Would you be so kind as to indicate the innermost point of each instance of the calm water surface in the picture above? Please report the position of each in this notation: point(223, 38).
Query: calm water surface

---

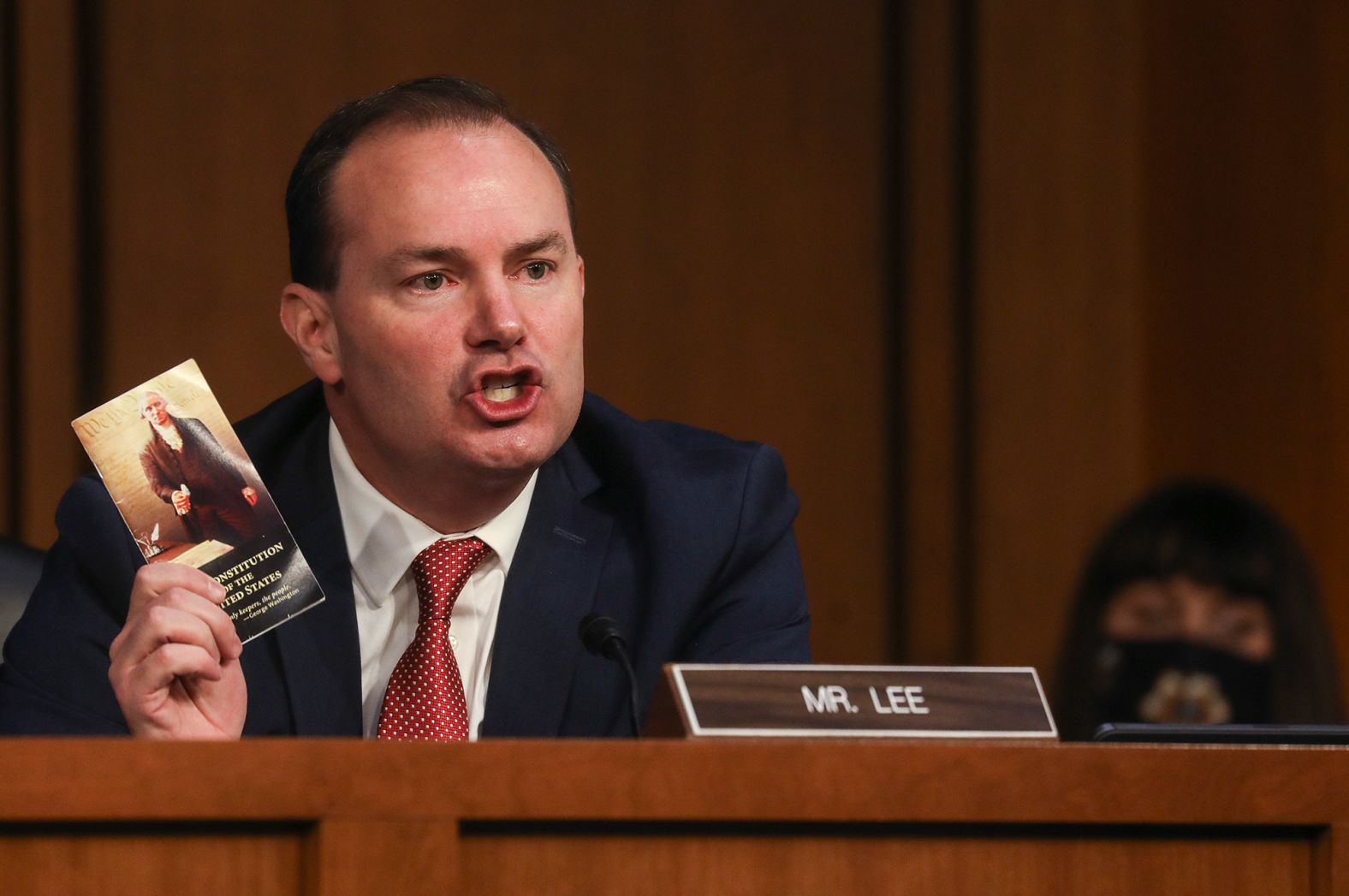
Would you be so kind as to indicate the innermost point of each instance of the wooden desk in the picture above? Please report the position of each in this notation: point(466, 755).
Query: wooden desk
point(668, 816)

→ AIM OF THE EXERCISE: Within the material above, transcribe exactly the lines that run from the line holding "notation: point(223, 38)." through the line holding "Query: calm water surface".

→ RESULT:
Would you be so kind as to indicate the innermost point of each instance of the calm water surface in the picture above? Please report the position of each in this notation: point(223, 38).
Query: calm water surface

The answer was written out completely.